How to complete this task – Reproduce the entries below, please. Keep every character the same.

[Items from a data source]
# # # #

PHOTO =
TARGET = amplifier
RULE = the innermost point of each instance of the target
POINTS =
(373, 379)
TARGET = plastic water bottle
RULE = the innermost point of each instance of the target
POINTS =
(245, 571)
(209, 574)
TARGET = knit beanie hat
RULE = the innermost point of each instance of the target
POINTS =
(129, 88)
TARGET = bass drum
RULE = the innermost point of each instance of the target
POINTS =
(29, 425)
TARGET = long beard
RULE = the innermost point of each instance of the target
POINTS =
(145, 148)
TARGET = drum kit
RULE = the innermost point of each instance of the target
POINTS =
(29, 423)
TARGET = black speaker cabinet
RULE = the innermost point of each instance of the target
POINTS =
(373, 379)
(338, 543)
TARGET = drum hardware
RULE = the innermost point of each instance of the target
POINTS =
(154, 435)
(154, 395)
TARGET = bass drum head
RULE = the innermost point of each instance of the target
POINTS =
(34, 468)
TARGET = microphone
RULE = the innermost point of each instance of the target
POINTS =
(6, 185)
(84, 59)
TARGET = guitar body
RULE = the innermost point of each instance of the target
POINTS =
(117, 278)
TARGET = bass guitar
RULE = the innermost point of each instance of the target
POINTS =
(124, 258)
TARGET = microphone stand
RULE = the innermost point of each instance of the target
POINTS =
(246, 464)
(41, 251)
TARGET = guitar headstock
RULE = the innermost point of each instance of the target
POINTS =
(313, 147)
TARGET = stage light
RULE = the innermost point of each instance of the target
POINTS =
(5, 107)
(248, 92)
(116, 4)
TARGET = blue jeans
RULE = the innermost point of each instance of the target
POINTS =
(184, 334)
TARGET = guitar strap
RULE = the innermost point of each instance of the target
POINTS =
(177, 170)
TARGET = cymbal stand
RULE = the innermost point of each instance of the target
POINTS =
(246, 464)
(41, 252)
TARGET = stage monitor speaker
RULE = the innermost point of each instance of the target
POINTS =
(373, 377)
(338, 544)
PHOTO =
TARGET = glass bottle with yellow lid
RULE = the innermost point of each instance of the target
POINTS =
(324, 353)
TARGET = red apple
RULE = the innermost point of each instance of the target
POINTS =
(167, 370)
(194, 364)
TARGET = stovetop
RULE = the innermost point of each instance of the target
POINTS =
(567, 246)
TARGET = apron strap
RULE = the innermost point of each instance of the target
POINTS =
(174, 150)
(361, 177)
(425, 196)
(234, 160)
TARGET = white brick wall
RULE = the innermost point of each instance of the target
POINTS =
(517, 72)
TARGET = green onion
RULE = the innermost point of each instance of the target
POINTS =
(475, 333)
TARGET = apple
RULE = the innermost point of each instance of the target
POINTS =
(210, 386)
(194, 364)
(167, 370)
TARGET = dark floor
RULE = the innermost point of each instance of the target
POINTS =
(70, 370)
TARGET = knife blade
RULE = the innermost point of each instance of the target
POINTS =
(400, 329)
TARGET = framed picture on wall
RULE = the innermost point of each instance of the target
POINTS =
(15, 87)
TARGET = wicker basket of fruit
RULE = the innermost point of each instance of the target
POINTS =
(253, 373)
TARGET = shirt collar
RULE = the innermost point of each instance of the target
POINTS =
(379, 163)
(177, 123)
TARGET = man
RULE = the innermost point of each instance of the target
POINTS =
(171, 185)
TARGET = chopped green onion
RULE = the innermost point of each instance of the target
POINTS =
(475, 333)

# # # #

Exercise solution –
PHOTO =
TARGET = amplifier
RULE = the innermost point of each instance of the target
POINTS =
(373, 379)
TARGET = plastic water bottle
RULE = the innermost point of each instance of the target
POINTS =
(245, 571)
(209, 574)
TARGET = knit beanie hat
RULE = the innermost point of each instance of the target
POINTS =
(129, 88)
TARGET = bass drum
RULE = the innermost point of each instance of the target
POINTS =
(29, 425)
TARGET = long beard
RULE = the innermost point of each instance of the target
POINTS =
(145, 148)
TARGET = drum kit
RULE = the innermost point of each instance of the target
POINTS =
(29, 423)
TARGET = black speaker cabinet
RULE = the innermost point of each instance of the target
POINTS =
(373, 379)
(338, 543)
TARGET = drum hardware
RULE = the innermost point of each instance of the target
POINTS =
(154, 435)
(154, 395)
TARGET = bass drum head
RULE = the innermost point of each instance of the target
POINTS =
(34, 468)
TARGET = microphone
RULE = the innermost point of each instance of the target
POINTS =
(6, 185)
(84, 59)
TARGET = guitar body
RULE = the innermost point of each instance of the target
POINTS =
(117, 278)
TARGET = bass guitar
RULE = the innermost point of each instance of the target
POINTS =
(124, 258)
TARGET = microphone stand
RULE = the innermost point of each instance of the target
POINTS =
(246, 464)
(41, 251)
TARGET = guitar headstock
RULE = the innermost point of each instance of the target
POINTS =
(313, 147)
TARGET = stage light
RULE = the innermost point of each instance of the target
POINTS =
(5, 107)
(248, 92)
(116, 4)
TARGET = blue jeans
RULE = the innermost point of each instance of the target
POINTS =
(184, 334)
TARGET = guitar strap
RULE = the innermost point of each instance of the target
POINTS =
(177, 170)
TARGET = cymbal stand
RULE = the innermost point of each instance of the target
POINTS =
(246, 464)
(41, 252)
TARGET = stage monitor speaker
RULE = the innermost point of each instance of the target
POINTS =
(373, 377)
(338, 544)
PHOTO =
TARGET = glass bottle with yellow lid
RULE = the innermost point of each instance of the target
POINTS =
(324, 353)
TARGET = red apple
RULE = the innermost point of each instance of the target
POINTS =
(167, 370)
(194, 364)
TARGET = stovetop
RULE = the innermost point of each instance of the target
POINTS =
(567, 246)
TARGET = apron strap
RULE = the innermost point of each instance of the target
POINTS =
(174, 150)
(361, 177)
(425, 196)
(234, 160)
TARGET = white brick wall
RULE = the innermost point of each instance of the target
POINTS =
(517, 72)
TARGET = green onion
RULE = the innermost point of each instance of the target
POINTS =
(475, 333)
TARGET = apple
RULE = the innermost point of each instance of the target
POINTS =
(210, 386)
(194, 364)
(167, 370)
TARGET = dark floor
RULE = the innermost point of each instance of the target
POINTS =
(70, 370)
TARGET = knife blade
RULE = the innermost point of each instance of the target
POINTS =
(400, 329)
TARGET = framed picture on wall
RULE = the innermost point of each instance of the target
POINTS =
(15, 87)
TARGET = wicker basket of fruit
RULE = the innermost point of each instance of the target
POINTS =
(253, 373)
TARGET = shirt collar
RULE = the innermost point of each instance of the target
POINTS =
(379, 163)
(177, 123)
TARGET = man
RULE = the innermost point of each instance of the target
POINTS =
(171, 185)
TARGET = chopped green onion
RULE = the innermost point of each instance of the target
POINTS =
(475, 333)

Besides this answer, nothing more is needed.